Exercise details
Continue the commentary on the Caribbean's response to COVID-19 and opposition to vaccination, starting after its final sentence.

Document section
The time of the year is also important for we are approaching the start of the northern winter season which provides a lucrative market for our tourism product. It must be remembered that the end of the 2019 season was affected as COVID-19 took hold and we lost substantially in 2020. The region can ill afford a third successive downturn.

This means that combating the coronavirus threat must be paramount for the entire region.

Given the rapidly spreading delta strain of the virus, which is already all over the Caribbean, all efforts are concentrated on measures to contain the spread of the virus.

Different strategies, ranging from restrictions to complete lockdown, have been employed by different governments, but there is one common factor. All Caribbean countries agree that the global strategy of vaccination, employed by nearly 200 countries, is the most efficacious.

 Now normally, it would have been full steam ahead, as was done in combating other health threats. But that was when we were not so “bright” as we appear to be today, and not so “politically aware” as we claim to be. Instead, a broad loose coalition of persons opposed to the vaccination campaign has emerged which is spearheading not just protests against the vaccination, but is actually engaged in physical confrontation with security forces in some instances.

Data excerpts
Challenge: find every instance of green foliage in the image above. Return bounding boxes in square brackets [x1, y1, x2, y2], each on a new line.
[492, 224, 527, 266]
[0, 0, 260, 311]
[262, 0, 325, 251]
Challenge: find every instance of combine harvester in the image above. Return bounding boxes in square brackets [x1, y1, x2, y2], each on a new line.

Answer to this exercise
One can argue about the premises or rights and wrongs of the campaign, but essentially the question must be answered, what is the best method to combat not just the health threat but the resultant economic collapse as well?  Much emphasis has been placed on personal rights and freedoms as opposed to the collective well being of the entire society.

But those in the forefront of the resistance must answer the question, what must we do to deal with the COVID threat? What alternative is being offered, or is there blind denial of the threat which has already killed millions all over the globe? By contrast hundreds of millions have been successfully vaccinated and there is no denying the results.

In some countries, SVG prominent among them, a curious coalition marrying opposition to the vaccine, opposing mandatory vaccination for front-line workers and, yes, political opposition to the government, has emerged and the lines between genuine reservation on vaccines and political opposition have been blurred in some instances.

In the Vincentian experience, the presence of Prime Minister Gonsalves as a larger-than-life factor has raised the stakes. His disagreements and confrontations with the political opposition and some trade union leaders seem to have incentivised the anti-vaccination campaign while his opponents, grabbing every local issue that they could, desperately try to turn the matter into one “for democracy”. Consciences and common sense are shunted aside as the campaign both to embarrass the government and even to remove it, (the Opposition has called for “fresh elections” less than one year into the life of the Gonsalves government), continues apace.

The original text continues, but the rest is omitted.